EXTRACT:

---

Skip to main content Skip to secondary navigation

Unified, ultra efficient genomic discovery without a reference with SPLASH

Main content start
Julia Salzman

Julia Salzman, PhD
Associate Professor, Stanford University
Dept. of Biomedical Data Science, Biochemistry, and Statistics (by Courtesy)

Friday, January 19, 2024 
Clark Center, S360, 3rd floor
Zoom Link


Myriad mechanisms diversify the sequence content of DNA and of RNA transcripts. Currently, these events are detected using tools that first require alignment to a necessarily incomplete reference genome alignment in the first step; this incompleteness is especially prominent in diseases such as cancer. Second, today the next step in analysis requires as a custom choice of bioinformatic procedure to follow it: for example, to detect splicing, RNA editing or V(D)J recombination among many others. 

I will present a new statistics-first analytic approach to myriad problems in genomics —SPLASH (Statistically Primary aLignment Agnostic Sequence Homing). SPLASH performs unified, reference-free inference directly on raw sequencing reads without a reference genome or cell metadata and can be used for DNA or RNA-seq data. SPLASH is highly efficient and simple to run.

---

RECORD SET:

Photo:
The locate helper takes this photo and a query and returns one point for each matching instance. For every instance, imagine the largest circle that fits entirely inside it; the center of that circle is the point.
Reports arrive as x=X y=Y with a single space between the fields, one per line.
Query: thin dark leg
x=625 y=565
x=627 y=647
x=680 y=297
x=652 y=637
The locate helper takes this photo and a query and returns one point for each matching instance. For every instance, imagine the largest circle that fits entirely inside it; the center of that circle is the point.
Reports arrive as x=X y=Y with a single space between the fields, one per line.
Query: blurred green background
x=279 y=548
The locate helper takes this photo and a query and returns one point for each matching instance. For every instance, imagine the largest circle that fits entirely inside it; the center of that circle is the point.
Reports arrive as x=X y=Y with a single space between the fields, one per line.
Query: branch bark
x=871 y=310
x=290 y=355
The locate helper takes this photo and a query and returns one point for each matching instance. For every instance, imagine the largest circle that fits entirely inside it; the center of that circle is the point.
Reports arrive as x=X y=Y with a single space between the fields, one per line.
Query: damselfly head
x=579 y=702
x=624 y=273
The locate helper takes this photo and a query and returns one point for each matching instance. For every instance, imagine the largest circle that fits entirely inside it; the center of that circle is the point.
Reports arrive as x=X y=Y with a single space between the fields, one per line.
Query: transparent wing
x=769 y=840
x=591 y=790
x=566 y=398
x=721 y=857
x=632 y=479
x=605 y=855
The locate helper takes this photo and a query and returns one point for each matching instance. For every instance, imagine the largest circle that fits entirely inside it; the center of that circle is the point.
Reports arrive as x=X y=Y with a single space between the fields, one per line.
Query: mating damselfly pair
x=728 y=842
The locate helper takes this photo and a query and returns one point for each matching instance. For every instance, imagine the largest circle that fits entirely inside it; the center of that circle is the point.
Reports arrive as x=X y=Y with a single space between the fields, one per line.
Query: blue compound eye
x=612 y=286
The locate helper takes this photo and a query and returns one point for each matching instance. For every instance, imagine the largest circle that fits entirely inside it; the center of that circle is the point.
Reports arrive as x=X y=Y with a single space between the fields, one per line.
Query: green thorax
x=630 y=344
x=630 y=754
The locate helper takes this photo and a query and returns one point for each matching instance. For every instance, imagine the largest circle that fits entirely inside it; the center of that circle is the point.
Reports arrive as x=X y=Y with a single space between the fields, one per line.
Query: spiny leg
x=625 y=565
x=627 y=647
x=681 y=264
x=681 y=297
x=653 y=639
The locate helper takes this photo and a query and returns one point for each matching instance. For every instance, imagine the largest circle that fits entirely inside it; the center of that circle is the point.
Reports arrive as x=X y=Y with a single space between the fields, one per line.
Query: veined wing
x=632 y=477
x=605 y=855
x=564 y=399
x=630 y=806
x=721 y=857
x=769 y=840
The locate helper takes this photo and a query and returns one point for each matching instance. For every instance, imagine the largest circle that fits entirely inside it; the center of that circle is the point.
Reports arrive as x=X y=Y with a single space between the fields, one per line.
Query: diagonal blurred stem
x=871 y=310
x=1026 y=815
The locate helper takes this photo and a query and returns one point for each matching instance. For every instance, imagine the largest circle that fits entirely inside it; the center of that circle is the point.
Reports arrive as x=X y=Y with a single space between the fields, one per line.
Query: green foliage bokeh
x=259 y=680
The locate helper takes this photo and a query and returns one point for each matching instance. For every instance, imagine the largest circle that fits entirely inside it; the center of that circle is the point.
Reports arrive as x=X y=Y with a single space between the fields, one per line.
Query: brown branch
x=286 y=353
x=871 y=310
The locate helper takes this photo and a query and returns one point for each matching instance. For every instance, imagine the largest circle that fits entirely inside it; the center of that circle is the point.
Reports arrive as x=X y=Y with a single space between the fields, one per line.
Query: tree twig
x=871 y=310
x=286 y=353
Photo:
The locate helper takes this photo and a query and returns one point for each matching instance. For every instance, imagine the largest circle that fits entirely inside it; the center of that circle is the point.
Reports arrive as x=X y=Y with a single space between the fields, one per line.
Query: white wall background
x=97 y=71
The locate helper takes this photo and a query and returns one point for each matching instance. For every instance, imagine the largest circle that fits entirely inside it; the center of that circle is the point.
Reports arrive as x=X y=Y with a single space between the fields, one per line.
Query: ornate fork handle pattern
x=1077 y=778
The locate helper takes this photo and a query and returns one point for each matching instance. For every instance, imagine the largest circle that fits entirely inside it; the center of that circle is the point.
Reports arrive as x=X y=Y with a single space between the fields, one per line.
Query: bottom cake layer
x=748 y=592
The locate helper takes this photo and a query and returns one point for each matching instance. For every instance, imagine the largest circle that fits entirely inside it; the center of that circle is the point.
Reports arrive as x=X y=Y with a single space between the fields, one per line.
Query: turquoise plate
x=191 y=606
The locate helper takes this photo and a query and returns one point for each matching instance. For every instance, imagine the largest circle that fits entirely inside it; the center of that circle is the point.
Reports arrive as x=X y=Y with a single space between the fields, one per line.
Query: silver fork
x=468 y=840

---

THINGS TO DO:
[1] According to the SPLASH talk announcement, what does the name SPLASH stand for?
[2] Print the SPLASH talk announcement from "Julia Salzman, PhD" to "among many others.".
[3] Proceed with the SPLASH talk announcement, picking up after its final sentence.
The material comes from a separate source and has no connection to the SPLASH talk announcement.

EXPECTED OUTPUTS:
[1] Statistically Primary aLignment Agnostic Sequence Homing.

[2]
Julia Salzman, PhD
Associate Professor, Stanford University
Dept. of Biomedical Data Science, Biochemistry, and Statistics (by Courtesy)

Friday, January 19, 2024 
Clark Center, S360, 3rd floor
Zoom Link


Myriad mechanisms diversify the sequence content of DNA and of RNA transcripts. Currently, these events are detected using tools that first require alignment to a necessarily incomplete reference genome alignment in the first step; this incompleteness is especially prominent in diseases such as cancer. Second, today the next step in analysis requires as a custom choice of bioinformatic procedure to follow it: for example, to detect splicing, RNA editing or V(D)J recombination among many others.

[3]
As a snapshot of its discoveries, applying to 10,326 primary human single cells in 19 tissues profiled with SmartSeq2, we discover a set of splicing and histone regulators with highly conserved intronic regions that are themselves targets of complex splicing regulation, unreported transcript diversity in the heat shock protein HSP90AA1, and diversification in centromeric RNA expression, V(D)J recombination, RNA editing, and repeat expansions missed by existing methods. I will discuss these examples and their unpublished extensions to 10x genomics data, cancer transcriptomics, and other applications, time permitting.